• GIVEN REQUEST: Render every line of the data below as a JSON list of strings, one string per line, and omit any blank lines.

• Entries for pointing and labeling:
•••

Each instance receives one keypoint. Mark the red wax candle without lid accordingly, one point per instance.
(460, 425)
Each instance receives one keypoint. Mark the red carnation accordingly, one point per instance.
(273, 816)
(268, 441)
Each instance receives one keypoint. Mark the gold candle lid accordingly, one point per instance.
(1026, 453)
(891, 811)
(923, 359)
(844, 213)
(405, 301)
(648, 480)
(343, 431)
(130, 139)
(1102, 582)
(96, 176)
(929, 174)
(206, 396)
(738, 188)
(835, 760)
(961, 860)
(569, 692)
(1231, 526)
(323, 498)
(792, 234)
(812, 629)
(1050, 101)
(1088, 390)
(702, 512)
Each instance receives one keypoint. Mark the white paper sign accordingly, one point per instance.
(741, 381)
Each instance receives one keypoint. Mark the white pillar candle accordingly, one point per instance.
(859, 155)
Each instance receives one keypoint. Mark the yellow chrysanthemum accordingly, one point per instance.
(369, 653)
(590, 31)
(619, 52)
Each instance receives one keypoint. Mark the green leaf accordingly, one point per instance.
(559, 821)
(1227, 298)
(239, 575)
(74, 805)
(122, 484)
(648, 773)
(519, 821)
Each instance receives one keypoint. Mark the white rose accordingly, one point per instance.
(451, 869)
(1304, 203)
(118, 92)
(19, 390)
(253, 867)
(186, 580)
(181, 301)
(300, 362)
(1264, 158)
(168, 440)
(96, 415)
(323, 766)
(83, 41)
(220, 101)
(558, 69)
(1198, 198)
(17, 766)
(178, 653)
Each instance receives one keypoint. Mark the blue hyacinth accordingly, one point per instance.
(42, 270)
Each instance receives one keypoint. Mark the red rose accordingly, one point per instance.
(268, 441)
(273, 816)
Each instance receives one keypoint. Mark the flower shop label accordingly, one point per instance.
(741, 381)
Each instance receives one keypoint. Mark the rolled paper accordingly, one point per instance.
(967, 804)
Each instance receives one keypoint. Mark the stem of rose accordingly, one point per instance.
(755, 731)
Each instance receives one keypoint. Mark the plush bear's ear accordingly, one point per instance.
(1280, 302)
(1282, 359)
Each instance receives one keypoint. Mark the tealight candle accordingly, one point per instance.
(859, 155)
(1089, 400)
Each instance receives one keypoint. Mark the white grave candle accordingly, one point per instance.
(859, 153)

•••

• COMPLETED EXERCISE:
[
  "Each instance receives one keypoint. Mark the red wax candle without lid accordingly, one point per instance.",
  "(460, 425)",
  "Each instance receives one keypoint. Mark the red carnation accordingly, one point per instance.",
  "(273, 816)",
  "(268, 441)",
  "Each instance receives one keypoint. Mark the gold candle lid accordingly, one point per instance.",
  "(1026, 453)",
  "(891, 811)",
  "(923, 359)",
  "(844, 213)",
  "(405, 301)",
  "(648, 480)",
  "(343, 431)",
  "(130, 139)",
  "(1102, 582)",
  "(96, 176)",
  "(929, 174)",
  "(206, 396)",
  "(738, 188)",
  "(835, 760)",
  "(961, 860)",
  "(569, 692)",
  "(1231, 526)",
  "(323, 498)",
  "(792, 234)",
  "(812, 629)",
  "(1050, 101)",
  "(1088, 390)",
  "(702, 512)",
  "Each instance receives one keypoint. Mark the white paper sign accordingly, one point per instance.",
  "(741, 381)",
  "Each instance receives one keypoint. Mark the white pillar candle accordingly, one point per instance.",
  "(859, 155)",
  "Each instance receives one keypoint. Mark the yellow chrysanthemum accordingly, one point per instance.",
  "(369, 653)",
  "(590, 31)",
  "(619, 52)",
  "Each instance receives one keypoint. Mark the green leaf accordingly, one point per instance.",
  "(559, 821)",
  "(1227, 298)",
  "(239, 575)",
  "(74, 805)",
  "(122, 484)",
  "(648, 773)",
  "(519, 821)",
  "Each instance receives one keypoint. Mark the white rose accordingly, one point per instance.",
  "(451, 869)",
  "(1304, 203)",
  "(118, 92)",
  "(19, 390)",
  "(253, 867)",
  "(186, 580)",
  "(181, 301)",
  "(300, 362)",
  "(1264, 158)",
  "(168, 440)",
  "(96, 415)",
  "(323, 766)",
  "(83, 41)",
  "(220, 101)",
  "(558, 69)",
  "(1198, 198)",
  "(17, 766)",
  "(178, 653)",
  "Each instance receives one keypoint. Mark the blue hyacinth accordingly, one point per instance.",
  "(42, 270)",
  "Each instance receives one keypoint. Mark the red rose accordingly, one point per instance.",
  "(268, 441)",
  "(273, 816)",
  "Each instance receives one keypoint. Mark the flower shop label accordingly, one point per instance.",
  "(741, 381)",
  "Each instance receives one keypoint. Mark the rolled paper accordingly, one point per instance.",
  "(967, 804)",
  "Each instance receives one keypoint. Mark the stem of rose accordingly, one point per instance.",
  "(755, 731)",
  "Each instance receives one keypoint. Mark the plush bear's ear accordingly, one point per instance.",
  "(1280, 302)",
  "(1282, 359)",
  "Each instance receives one keypoint. Mark the tealight candle accordingly, one point per instance.",
  "(859, 155)",
  "(1089, 400)",
  "Each instance receives one keypoint. Mark the white grave candle accordingly, one point per instance.",
  "(859, 153)"
]